What the exercise asks — In the records below, find the line containing "Please indicate the orange and", then extract that line and all subsequent lines exactly, leaving out everything else.
----- Exercise material -----
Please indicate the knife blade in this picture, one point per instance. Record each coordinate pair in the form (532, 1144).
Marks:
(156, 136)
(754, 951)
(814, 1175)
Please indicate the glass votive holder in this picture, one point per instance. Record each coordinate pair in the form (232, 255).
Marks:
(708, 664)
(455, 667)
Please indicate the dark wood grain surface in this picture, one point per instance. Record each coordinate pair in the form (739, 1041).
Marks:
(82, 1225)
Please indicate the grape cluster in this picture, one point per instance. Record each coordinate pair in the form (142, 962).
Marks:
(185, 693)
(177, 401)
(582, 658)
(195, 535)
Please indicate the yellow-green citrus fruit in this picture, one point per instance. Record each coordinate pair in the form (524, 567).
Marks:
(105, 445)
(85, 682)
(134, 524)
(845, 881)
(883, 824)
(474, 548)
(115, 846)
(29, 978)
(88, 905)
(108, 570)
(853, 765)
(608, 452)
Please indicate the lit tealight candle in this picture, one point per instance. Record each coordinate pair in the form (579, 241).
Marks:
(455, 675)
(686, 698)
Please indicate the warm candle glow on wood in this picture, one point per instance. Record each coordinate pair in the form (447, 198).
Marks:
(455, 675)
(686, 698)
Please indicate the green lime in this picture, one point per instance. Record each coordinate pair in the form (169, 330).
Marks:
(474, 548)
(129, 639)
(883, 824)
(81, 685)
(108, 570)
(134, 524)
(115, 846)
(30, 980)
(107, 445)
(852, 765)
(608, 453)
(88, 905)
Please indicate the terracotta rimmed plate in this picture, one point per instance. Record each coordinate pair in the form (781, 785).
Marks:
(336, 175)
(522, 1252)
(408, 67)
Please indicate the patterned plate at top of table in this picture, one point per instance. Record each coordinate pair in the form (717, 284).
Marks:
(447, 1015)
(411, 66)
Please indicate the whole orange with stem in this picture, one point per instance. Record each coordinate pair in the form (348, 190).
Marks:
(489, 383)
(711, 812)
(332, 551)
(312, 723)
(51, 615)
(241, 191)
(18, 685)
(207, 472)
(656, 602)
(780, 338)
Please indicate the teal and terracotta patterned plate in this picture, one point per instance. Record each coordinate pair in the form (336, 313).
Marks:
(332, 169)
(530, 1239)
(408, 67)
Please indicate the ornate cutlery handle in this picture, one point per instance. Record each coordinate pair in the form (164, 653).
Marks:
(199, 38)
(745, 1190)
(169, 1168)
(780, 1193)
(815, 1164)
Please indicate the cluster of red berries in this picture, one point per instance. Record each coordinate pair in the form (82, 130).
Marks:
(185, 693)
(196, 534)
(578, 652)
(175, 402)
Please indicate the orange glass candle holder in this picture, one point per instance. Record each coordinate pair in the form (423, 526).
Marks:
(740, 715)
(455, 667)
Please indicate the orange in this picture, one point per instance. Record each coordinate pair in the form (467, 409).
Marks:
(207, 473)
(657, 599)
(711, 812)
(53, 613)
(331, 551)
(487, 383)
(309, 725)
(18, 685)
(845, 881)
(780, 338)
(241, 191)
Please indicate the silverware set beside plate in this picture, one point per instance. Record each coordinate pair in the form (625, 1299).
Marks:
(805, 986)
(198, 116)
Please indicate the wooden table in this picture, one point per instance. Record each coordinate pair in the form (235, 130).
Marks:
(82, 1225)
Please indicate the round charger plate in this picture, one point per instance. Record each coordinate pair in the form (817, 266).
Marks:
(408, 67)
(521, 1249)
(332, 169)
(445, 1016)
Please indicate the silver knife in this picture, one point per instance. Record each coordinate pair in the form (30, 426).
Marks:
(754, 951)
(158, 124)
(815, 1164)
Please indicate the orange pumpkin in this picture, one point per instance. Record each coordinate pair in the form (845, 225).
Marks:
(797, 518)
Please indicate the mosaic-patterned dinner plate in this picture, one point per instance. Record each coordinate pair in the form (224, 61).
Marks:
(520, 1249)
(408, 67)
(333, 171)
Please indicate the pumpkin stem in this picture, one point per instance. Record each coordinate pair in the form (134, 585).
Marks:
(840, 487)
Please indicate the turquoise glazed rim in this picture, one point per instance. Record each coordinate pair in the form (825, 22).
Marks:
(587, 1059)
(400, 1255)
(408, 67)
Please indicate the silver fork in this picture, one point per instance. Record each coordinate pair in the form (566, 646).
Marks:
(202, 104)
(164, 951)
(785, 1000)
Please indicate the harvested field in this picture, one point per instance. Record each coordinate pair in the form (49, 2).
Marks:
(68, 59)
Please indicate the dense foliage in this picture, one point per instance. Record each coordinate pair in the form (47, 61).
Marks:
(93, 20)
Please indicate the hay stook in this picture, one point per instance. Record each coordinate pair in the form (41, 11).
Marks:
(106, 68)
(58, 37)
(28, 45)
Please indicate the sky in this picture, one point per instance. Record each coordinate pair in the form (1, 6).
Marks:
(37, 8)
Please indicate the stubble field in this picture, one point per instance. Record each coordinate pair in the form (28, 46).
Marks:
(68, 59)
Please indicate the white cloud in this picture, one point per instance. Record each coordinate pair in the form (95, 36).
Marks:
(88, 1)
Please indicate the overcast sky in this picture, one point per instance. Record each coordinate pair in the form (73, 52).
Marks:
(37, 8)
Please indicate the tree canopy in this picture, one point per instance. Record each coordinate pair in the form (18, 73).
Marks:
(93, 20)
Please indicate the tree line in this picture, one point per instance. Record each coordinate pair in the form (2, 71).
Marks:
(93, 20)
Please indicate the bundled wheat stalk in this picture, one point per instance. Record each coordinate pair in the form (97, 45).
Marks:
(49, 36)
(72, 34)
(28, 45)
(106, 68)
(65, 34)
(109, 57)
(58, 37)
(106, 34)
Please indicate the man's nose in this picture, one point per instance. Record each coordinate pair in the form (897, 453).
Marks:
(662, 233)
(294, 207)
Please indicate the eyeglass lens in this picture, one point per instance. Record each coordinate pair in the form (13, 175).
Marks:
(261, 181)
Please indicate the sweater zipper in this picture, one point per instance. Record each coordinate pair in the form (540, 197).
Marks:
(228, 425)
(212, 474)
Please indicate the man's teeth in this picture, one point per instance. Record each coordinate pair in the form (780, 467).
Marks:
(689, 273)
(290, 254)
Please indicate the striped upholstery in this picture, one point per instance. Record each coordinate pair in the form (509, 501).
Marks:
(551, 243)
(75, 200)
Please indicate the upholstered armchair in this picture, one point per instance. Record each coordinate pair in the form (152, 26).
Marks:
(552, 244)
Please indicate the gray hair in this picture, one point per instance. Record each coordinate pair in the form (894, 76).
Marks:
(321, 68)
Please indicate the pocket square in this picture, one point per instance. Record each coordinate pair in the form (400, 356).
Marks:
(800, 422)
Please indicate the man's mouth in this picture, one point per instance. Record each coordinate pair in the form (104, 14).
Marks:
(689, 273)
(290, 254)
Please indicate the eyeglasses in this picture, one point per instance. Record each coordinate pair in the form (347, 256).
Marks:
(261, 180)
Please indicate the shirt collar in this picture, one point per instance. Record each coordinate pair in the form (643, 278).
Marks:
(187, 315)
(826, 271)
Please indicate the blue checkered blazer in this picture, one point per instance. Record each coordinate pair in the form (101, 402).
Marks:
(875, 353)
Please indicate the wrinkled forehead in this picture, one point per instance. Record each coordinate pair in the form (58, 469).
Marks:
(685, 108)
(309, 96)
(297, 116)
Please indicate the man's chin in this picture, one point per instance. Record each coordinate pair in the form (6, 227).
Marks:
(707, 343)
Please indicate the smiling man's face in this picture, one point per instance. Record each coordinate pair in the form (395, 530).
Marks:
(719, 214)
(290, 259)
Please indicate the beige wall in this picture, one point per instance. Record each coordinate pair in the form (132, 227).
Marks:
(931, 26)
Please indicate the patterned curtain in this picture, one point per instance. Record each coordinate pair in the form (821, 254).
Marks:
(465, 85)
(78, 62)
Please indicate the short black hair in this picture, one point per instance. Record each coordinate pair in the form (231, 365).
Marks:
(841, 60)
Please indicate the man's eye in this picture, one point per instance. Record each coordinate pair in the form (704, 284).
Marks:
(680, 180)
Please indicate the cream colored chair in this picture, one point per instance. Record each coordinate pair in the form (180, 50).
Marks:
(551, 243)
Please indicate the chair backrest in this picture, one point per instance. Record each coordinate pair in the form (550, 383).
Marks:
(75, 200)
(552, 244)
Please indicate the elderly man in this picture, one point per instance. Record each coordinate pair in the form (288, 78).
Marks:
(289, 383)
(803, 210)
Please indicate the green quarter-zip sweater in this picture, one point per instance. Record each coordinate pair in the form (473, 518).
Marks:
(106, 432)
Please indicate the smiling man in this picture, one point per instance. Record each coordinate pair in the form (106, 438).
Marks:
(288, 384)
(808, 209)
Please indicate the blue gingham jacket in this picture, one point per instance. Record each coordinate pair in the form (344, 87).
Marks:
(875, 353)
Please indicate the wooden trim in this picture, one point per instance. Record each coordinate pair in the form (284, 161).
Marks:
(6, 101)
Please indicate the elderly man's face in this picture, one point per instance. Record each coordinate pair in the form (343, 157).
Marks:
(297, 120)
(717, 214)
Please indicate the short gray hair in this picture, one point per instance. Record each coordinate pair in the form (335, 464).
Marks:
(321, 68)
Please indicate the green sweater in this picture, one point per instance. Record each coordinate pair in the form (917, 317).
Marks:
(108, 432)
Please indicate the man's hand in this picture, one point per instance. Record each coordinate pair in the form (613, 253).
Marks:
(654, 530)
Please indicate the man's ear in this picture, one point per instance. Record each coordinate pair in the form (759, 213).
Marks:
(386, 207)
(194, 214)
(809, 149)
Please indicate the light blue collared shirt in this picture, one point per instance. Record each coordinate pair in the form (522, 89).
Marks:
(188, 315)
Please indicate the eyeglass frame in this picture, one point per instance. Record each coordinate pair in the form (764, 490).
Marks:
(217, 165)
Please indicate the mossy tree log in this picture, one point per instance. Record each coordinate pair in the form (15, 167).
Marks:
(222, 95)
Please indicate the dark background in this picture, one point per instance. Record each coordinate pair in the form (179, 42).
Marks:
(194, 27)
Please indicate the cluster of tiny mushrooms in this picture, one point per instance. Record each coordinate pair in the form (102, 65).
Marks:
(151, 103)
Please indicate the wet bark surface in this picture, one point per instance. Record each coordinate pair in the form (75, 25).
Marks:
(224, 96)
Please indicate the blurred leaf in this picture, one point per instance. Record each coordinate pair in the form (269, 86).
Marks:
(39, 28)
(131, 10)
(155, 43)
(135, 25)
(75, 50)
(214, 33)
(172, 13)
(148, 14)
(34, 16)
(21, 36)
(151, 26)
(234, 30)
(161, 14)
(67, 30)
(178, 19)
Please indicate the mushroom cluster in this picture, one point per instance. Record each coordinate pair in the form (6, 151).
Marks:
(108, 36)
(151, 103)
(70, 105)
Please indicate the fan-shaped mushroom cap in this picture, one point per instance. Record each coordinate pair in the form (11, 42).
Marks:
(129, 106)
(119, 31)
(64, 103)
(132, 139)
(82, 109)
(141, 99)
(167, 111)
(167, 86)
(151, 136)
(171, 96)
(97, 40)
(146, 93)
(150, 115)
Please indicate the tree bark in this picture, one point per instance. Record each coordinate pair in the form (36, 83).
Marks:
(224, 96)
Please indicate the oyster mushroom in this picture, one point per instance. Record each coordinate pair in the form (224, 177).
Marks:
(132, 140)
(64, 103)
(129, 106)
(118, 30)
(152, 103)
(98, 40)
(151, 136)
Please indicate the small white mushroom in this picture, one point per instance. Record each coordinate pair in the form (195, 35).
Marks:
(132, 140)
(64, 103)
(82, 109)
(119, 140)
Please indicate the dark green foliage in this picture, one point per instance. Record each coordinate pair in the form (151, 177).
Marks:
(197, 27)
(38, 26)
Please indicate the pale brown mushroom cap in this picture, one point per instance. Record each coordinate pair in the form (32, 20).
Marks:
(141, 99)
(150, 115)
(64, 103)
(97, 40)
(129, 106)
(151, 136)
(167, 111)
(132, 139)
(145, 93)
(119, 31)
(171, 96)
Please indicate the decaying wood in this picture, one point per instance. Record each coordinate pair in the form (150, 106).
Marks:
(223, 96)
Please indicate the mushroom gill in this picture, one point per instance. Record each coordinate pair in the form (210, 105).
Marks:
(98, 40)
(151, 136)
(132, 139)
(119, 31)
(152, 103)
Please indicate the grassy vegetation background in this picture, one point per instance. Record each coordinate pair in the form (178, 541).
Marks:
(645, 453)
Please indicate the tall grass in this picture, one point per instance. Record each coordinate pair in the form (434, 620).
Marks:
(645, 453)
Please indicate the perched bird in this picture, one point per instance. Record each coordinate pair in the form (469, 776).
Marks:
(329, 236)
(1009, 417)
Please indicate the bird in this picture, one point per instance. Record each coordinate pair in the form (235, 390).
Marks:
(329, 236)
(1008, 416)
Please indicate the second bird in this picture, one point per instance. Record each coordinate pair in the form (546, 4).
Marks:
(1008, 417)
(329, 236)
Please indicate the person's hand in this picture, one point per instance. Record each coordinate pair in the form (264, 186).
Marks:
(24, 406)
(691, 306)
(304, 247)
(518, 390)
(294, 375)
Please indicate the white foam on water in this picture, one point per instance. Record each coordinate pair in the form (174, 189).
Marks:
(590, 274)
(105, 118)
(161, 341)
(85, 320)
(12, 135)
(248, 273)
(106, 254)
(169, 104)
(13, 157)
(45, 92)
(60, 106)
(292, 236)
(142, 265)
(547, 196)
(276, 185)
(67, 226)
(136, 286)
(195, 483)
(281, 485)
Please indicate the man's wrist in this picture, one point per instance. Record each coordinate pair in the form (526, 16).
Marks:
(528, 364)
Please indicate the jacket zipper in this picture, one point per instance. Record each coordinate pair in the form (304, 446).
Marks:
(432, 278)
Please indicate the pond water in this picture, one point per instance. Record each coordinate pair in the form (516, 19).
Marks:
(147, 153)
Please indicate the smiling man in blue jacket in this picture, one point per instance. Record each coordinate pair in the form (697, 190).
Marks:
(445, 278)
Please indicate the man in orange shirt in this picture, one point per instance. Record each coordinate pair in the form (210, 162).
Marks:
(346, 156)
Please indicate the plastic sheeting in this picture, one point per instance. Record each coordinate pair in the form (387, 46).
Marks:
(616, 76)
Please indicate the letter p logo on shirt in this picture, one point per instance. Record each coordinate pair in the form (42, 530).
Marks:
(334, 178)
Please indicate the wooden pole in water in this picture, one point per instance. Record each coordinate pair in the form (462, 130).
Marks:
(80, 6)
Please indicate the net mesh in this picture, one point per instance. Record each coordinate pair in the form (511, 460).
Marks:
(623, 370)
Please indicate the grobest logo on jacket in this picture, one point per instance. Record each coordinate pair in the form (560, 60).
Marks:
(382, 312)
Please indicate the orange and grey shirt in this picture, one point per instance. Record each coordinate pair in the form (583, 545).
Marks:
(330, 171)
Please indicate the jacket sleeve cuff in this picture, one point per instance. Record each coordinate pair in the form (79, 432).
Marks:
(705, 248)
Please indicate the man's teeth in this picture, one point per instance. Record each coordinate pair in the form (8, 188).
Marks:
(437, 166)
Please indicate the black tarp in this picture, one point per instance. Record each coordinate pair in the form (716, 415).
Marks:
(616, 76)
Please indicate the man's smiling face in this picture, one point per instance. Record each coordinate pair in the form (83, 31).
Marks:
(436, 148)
-----
The answer —
Please indicate the orange and grey shirt in this picture, one point per instance. Record each coordinate pair in the form (583, 545).
Marks:
(330, 171)
Please indicate the jacket sleeve cuff in this picture, one point per instance. Record each coordinate pair in the form (79, 432).
Marks:
(705, 248)
Please indicate the man's teeth in this picture, one point per instance. Record each coordinate pair in the form (8, 188).
Marks:
(437, 166)
Please indicate the black tarp in this picture, one point per instance. Record each coordinate pair in the form (716, 415).
Marks:
(616, 76)
Please indicate the man's smiling face in this picture, one point per instance. Record each coordinate pair in the form (83, 31).
Marks:
(436, 148)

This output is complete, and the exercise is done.